▶ Assignment
Please give the data again exactly, with no line dropped.

▶ Data for review
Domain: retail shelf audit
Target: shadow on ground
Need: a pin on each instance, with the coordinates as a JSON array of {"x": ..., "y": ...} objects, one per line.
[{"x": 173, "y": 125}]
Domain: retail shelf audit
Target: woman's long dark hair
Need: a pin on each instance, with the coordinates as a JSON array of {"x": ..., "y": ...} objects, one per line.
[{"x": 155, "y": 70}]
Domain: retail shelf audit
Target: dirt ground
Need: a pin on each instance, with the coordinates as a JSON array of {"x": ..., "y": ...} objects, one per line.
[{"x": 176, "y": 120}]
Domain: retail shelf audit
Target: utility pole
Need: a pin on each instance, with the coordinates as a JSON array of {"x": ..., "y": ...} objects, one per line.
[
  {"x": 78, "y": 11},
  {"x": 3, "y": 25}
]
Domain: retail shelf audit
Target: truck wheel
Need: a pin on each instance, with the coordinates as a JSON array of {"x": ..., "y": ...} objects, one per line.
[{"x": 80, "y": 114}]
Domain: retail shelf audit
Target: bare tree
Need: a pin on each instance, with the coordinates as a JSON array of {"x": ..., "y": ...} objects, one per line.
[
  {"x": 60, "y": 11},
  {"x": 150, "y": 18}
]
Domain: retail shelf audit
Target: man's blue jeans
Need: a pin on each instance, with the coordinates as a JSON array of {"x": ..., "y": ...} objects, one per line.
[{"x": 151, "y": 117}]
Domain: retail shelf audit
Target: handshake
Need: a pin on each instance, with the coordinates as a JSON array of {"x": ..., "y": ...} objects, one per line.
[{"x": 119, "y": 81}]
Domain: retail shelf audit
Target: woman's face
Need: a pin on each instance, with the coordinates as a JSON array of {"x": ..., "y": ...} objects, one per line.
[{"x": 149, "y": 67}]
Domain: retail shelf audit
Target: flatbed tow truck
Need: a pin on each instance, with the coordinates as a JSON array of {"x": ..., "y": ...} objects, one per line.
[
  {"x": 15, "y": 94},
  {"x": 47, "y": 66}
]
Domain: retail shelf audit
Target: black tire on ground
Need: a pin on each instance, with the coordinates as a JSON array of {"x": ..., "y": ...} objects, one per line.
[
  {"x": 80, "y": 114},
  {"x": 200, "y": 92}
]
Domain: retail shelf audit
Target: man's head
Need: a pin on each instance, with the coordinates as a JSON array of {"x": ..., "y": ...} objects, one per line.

▶ Response
Domain: retail shelf audit
Target: shadow on ground
Need: a pin on each instance, with the coordinates as a JSON array of {"x": ..., "y": ...} objects, one per line.
[{"x": 173, "y": 125}]
Domain: retail shelf audit
Target: woman's long dark hair
Need: a pin on each instance, with the coordinates as a JSON array of {"x": ..., "y": ...} objects, one per line.
[{"x": 155, "y": 70}]
Domain: retail shelf audit
Target: dirt ground
Need: a pin on each instance, with the coordinates as a JSON array of {"x": ..., "y": ...} objects, one per line.
[{"x": 176, "y": 120}]
Domain: retail shelf audit
Target: utility pole
Need: a pin on each instance, with the coordinates as a JSON array of {"x": ..., "y": ...} objects, one per line.
[
  {"x": 78, "y": 11},
  {"x": 3, "y": 25}
]
Domain: retail shelf audit
Target: truck wheel
Need: a pin on each instance, with the coordinates as a JSON array of {"x": ..., "y": ...} objects, one per line.
[{"x": 80, "y": 114}]
Domain: retail shelf audit
Target: bare tree
Need: a pin on each instance, with the coordinates as a JSON array of {"x": ..., "y": ...} objects, one per line.
[
  {"x": 60, "y": 11},
  {"x": 150, "y": 18}
]
Domain: retail shelf audit
Target: man's blue jeans
Need: a pin on each instance, with the coordinates as a JSON array of {"x": ..., "y": ...} objects, one per line.
[{"x": 151, "y": 117}]
Domain: retail shelf audit
Target: handshake
Need: a pin on each instance, with the coordinates as a JSON array of {"x": ..., "y": ...} objects, one per line.
[{"x": 119, "y": 81}]
Domain: retail shelf audit
Target: woman's face
Need: a pin on each instance, with the coordinates as a JSON array of {"x": ..., "y": ...} objects, one per line.
[{"x": 149, "y": 67}]
Domain: retail shelf audit
Target: flatbed tow truck
Need: a pin on each instance, with the coordinates as a JSON array of {"x": ..., "y": ...} objects, one per line.
[
  {"x": 15, "y": 94},
  {"x": 47, "y": 66}
]
Domain: retail shelf audit
Target: black tire on ground
Need: a pin on each instance, with the coordinates as a JSON array of {"x": ..., "y": ...} objects, one per line.
[
  {"x": 80, "y": 114},
  {"x": 200, "y": 92}
]
Domain: retail shelf audit
Target: man's head
Need: a pin on each instance, with the coordinates as a JSON array of {"x": ..., "y": ...} objects, one per line.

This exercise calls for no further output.